### Data records ###

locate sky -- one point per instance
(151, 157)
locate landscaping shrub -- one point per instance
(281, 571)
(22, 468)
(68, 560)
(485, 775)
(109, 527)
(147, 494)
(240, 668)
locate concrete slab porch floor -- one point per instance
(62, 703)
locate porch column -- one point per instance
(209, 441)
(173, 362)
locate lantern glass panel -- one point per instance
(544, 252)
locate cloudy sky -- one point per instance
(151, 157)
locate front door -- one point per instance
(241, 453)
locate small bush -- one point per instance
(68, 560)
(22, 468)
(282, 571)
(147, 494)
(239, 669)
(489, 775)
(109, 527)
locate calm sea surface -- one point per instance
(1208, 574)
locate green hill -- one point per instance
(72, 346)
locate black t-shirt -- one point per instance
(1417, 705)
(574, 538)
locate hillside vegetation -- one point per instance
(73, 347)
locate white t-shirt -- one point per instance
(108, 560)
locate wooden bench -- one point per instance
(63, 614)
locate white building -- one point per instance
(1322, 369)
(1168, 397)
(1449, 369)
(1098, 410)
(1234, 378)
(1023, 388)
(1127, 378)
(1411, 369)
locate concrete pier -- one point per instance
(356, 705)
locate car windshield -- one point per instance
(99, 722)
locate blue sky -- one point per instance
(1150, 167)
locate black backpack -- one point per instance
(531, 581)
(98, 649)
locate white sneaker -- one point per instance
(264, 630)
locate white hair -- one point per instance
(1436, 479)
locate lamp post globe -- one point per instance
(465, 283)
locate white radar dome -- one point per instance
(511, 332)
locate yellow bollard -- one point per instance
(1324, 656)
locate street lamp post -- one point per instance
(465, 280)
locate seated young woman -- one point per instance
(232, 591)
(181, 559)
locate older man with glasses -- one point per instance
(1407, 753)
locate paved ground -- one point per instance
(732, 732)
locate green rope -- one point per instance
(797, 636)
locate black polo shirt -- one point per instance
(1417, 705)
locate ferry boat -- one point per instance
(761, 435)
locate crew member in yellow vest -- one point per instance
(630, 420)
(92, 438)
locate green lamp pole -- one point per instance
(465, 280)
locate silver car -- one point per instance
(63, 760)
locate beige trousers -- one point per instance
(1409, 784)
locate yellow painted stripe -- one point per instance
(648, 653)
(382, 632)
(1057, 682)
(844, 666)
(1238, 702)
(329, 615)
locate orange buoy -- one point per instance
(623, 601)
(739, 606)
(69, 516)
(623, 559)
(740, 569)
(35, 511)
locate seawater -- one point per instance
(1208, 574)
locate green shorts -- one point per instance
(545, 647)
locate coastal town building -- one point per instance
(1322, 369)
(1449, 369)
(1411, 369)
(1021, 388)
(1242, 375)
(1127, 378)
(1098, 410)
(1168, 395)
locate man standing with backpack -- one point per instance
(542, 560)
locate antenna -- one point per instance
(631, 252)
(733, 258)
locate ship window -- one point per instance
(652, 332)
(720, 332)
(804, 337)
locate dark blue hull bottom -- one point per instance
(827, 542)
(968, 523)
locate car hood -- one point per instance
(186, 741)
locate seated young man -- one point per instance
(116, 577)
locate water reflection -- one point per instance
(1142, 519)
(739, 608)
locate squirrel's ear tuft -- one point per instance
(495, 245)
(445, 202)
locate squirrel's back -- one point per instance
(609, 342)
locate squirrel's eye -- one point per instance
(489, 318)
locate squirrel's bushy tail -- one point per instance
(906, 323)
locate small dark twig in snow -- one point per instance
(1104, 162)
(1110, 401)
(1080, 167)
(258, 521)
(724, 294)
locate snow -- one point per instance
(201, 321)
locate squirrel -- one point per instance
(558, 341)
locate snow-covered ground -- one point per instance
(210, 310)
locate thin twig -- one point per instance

###

- _Directions for this task_:
All of the material above should be restated verbatim.

- _Output of the exercise_:
locate sky -- one point per instance
(151, 157)
locate landscaping shrub -- one point per instance
(281, 571)
(22, 468)
(68, 560)
(485, 775)
(109, 527)
(147, 494)
(240, 668)
locate concrete slab porch floor -- one point per instance
(62, 703)
locate porch column -- one point per instance
(209, 441)
(173, 362)
locate lantern glass panel -- one point per instance
(544, 252)
locate cloudy sky -- one point per instance
(151, 157)
locate front door -- one point per instance
(241, 453)
locate small bush -- one point per instance
(68, 560)
(22, 468)
(282, 571)
(147, 494)
(239, 669)
(489, 775)
(109, 527)
locate calm sea surface -- one point per instance
(1208, 574)
locate green hill -- one point per instance
(72, 346)
locate black t-shirt -- one point per instance
(1417, 705)
(574, 538)
locate hillside vegetation -- one point per instance
(73, 347)
locate white t-shirt -- one point per instance
(108, 560)
locate wooden bench -- one point per instance
(63, 614)
locate white building -- one point per instance
(1322, 369)
(1168, 397)
(1449, 369)
(1098, 410)
(1234, 378)
(1023, 388)
(1127, 378)
(1411, 369)
locate concrete pier -- one point per instance
(356, 705)
locate car windshield -- one point per instance
(99, 722)
locate blue sky -- one point per instance
(1150, 167)
locate black backpack -- one point per instance
(531, 581)
(98, 649)
locate white sneaker -- one point per instance
(264, 630)
locate white hair -- one point per instance
(1436, 479)
locate lamp post globe -- one point per instance
(465, 283)
locate white radar dome -- one point per instance
(511, 332)
locate yellow bollard -- one point per instance
(1324, 656)
locate street lamp post -- one point per instance
(465, 280)
locate seated young woman -- one point per instance
(232, 591)
(181, 559)
locate older man with glasses -- one point per instance
(1407, 753)
locate paved ground -- one point per instance
(732, 732)
locate green rope -- one point per instance
(797, 636)
locate black polo shirt -- one point per instance
(1417, 705)
locate ferry boat -- one point per instance
(761, 435)
locate crew member in yellow vest -- one point per instance
(630, 420)
(92, 438)
locate green lamp pole -- one point per instance
(465, 280)
locate silver car -- one point per instance
(63, 760)
locate beige trousers -- one point per instance
(1409, 784)
locate yellow painted stripe -- one point per instance
(648, 653)
(382, 632)
(1057, 682)
(844, 666)
(1238, 702)
(329, 615)
locate orange buoy -- one point per instance
(623, 601)
(739, 606)
(69, 516)
(623, 559)
(740, 569)
(35, 511)
locate seawater -- one point per instance
(1208, 574)
locate green shorts -- one point per instance
(545, 647)
locate coastal town building -- one point per instance
(1322, 369)
(1449, 369)
(1411, 369)
(1021, 388)
(1242, 375)
(1127, 378)
(1098, 410)
(1168, 395)
locate man standing with backpack -- one point per instance
(542, 560)
locate antenna -- one point per instance
(631, 252)
(733, 258)
locate ship window -- one point per instance
(652, 332)
(720, 332)
(804, 337)
locate dark blue hull bottom -- one point per instance
(827, 542)
(968, 523)
locate car hood -- one point per instance
(186, 741)
locate seated young man -- one point per instance
(116, 577)
locate water reflection -- one point per instance
(1142, 519)
(739, 608)
locate squirrel's ear tuft -- one point per instance
(495, 245)
(445, 202)
locate squirrel's back -- one point per instance
(609, 342)
locate squirrel's eye -- one point per instance
(489, 318)
locate squirrel's bushy tail -- one point per instance
(906, 323)
locate small dark twig in snow -- one point per instance
(1104, 162)
(1110, 401)
(1080, 167)
(258, 521)
(724, 294)
locate snow -- one point per instance
(201, 321)
locate squirrel -- one point per instance
(558, 341)
locate snow-covered ground -- one point per instance
(210, 310)
locate thin twig -- one point per instance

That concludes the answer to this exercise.